Try it:
Every line below is to be quoted exactly, with nothing added or dropped.

- - -

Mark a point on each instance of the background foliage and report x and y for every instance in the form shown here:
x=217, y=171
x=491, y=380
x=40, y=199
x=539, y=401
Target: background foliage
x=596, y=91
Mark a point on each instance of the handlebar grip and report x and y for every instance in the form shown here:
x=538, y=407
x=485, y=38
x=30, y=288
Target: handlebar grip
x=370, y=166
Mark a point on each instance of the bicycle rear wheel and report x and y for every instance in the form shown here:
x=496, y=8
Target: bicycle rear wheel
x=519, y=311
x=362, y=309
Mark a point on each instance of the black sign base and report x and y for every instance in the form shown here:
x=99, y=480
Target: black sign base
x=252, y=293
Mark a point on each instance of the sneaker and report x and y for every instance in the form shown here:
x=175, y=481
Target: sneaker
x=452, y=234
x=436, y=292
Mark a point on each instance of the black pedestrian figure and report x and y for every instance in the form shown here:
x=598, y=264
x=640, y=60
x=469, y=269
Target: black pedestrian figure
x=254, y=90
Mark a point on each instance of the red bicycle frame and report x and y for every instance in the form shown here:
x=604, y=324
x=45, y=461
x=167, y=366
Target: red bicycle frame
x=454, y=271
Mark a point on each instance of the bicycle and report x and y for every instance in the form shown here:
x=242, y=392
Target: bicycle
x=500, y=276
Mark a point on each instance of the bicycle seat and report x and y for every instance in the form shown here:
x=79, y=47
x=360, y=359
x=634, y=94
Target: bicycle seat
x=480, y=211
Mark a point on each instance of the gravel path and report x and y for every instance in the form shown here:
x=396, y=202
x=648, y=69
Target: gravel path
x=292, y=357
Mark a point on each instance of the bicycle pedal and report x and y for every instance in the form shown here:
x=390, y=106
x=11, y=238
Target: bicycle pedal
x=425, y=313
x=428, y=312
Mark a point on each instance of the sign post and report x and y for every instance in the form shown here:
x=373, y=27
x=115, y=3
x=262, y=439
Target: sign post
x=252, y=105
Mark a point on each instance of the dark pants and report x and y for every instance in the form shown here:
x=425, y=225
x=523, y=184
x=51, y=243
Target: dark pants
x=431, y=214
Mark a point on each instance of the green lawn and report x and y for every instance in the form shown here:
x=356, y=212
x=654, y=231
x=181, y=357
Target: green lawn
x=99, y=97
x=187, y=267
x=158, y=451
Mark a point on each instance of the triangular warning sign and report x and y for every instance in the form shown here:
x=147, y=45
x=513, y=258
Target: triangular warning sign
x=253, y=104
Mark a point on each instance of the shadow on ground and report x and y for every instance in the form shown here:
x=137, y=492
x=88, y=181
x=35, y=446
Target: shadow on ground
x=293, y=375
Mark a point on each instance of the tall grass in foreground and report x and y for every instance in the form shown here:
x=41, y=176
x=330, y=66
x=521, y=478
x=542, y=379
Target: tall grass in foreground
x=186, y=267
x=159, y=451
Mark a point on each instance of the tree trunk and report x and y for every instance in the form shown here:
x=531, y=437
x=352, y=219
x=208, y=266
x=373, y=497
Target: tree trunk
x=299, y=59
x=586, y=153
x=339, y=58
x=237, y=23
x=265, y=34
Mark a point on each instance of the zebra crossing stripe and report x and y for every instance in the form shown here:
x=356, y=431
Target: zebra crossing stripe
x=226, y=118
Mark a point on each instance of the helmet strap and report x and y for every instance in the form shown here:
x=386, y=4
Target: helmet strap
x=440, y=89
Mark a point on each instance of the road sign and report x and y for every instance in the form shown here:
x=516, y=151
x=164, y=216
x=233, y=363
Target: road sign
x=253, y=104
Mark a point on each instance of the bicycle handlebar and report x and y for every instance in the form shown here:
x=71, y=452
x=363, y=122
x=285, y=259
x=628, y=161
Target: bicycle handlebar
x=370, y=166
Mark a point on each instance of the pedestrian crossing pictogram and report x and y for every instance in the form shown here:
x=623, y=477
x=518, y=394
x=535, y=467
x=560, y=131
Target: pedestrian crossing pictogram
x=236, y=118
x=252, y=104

- - -

Your response:
Mark a point on each instance of the background foliage and report x and y for every instance in the form shown here:
x=217, y=171
x=491, y=380
x=40, y=199
x=539, y=401
Target: background foliage
x=596, y=91
Mark a point on each instance of the handlebar grip and report x and y for every instance in the form shown here:
x=538, y=407
x=485, y=38
x=30, y=288
Target: handlebar grip
x=370, y=166
Mark a point on each instance of the bicycle rear wheel and report x and y for every instance in the form shown here:
x=496, y=8
Target: bicycle rear wheel
x=519, y=311
x=362, y=309
Mark a point on each instance of the black sign base and report x and y for every instance in the form shown here:
x=99, y=480
Target: black sign base
x=252, y=293
Mark a point on each instance of the sneaker and report x and y for every instance in the form shown here:
x=175, y=481
Target: sneaker
x=452, y=234
x=436, y=292
Mark a point on each instance of the black pedestrian figure and report x and y for every instance in the form shown here:
x=598, y=264
x=640, y=60
x=469, y=269
Target: black pedestrian figure
x=254, y=90
Mark a point on each instance of the red bicycle frame and report x and y for every instance in the form shown here:
x=604, y=324
x=45, y=461
x=167, y=366
Target: red bicycle frame
x=454, y=271
Mark a point on each instance of the bicycle and report x and y for every instance in the form shown here:
x=242, y=392
Target: bicycle
x=500, y=276
Mark a point on each instance of the bicycle seat and report x and y for every instance in the form shown here:
x=79, y=47
x=360, y=359
x=634, y=94
Target: bicycle seat
x=480, y=211
Mark a point on each instance of the gravel path and report x and y for every instance in the form shown here:
x=396, y=202
x=648, y=69
Target: gravel path
x=292, y=357
Mark a point on each instance of the bicycle pedal and report x and y for every instance in the form shown here:
x=390, y=106
x=11, y=238
Target: bicycle pedal
x=425, y=313
x=428, y=312
Mark a point on each instance of the sign post and report x and y for every instance in the form shown here:
x=373, y=27
x=115, y=3
x=262, y=439
Target: sign post
x=252, y=105
Mark a point on each instance of the dark pants and report x and y for every instance in the form shown here:
x=425, y=225
x=523, y=184
x=51, y=243
Target: dark pants
x=431, y=214
Mark a point on each instance of the green lawn and report x and y for every instance in the form shown here:
x=356, y=212
x=654, y=231
x=181, y=357
Target: green lawn
x=99, y=97
x=187, y=267
x=158, y=451
Mark a point on each instance of the triangular warning sign and report x and y for every instance in the form shown here:
x=147, y=45
x=513, y=258
Target: triangular warning sign
x=253, y=104
Mark a point on each instance of the shadow on ground and report x and y for every instance in the form shown here:
x=137, y=492
x=88, y=181
x=35, y=446
Target: shadow on ground
x=293, y=375
Mark a point on each instance of the tall grass in foreground and report x and y for every instance in the form shown here:
x=41, y=176
x=330, y=66
x=521, y=478
x=542, y=379
Target: tall grass in foreground
x=186, y=267
x=159, y=451
Mark a point on each instance of the tree trunk and report x and y for every instance in the form shown here:
x=531, y=437
x=352, y=219
x=208, y=266
x=373, y=497
Target: tree trunk
x=299, y=59
x=586, y=153
x=339, y=58
x=237, y=23
x=265, y=34
Mark a point on each instance of the zebra crossing stripe and report x and y for every instance in the form shown here:
x=356, y=431
Target: zebra crossing stripe
x=226, y=118
Mark a point on each instance of the helmet strap and report x and y for every instance in the form shown here:
x=386, y=4
Target: helmet strap
x=440, y=89
Mark a point on each instance of the road sign and report x and y for every instance in the form shown here:
x=516, y=151
x=164, y=216
x=233, y=363
Target: road sign
x=253, y=104
Mark a point on each instance of the bicycle handlebar and report x and y for every instance in the form shown here:
x=71, y=452
x=363, y=122
x=285, y=259
x=628, y=161
Target: bicycle handlebar
x=370, y=166
Mark a point on each instance of the pedestrian crossing pictogram and report x and y for every instance in the form shown here:
x=623, y=477
x=518, y=394
x=535, y=467
x=560, y=131
Target: pedestrian crossing pictogram
x=236, y=118
x=252, y=104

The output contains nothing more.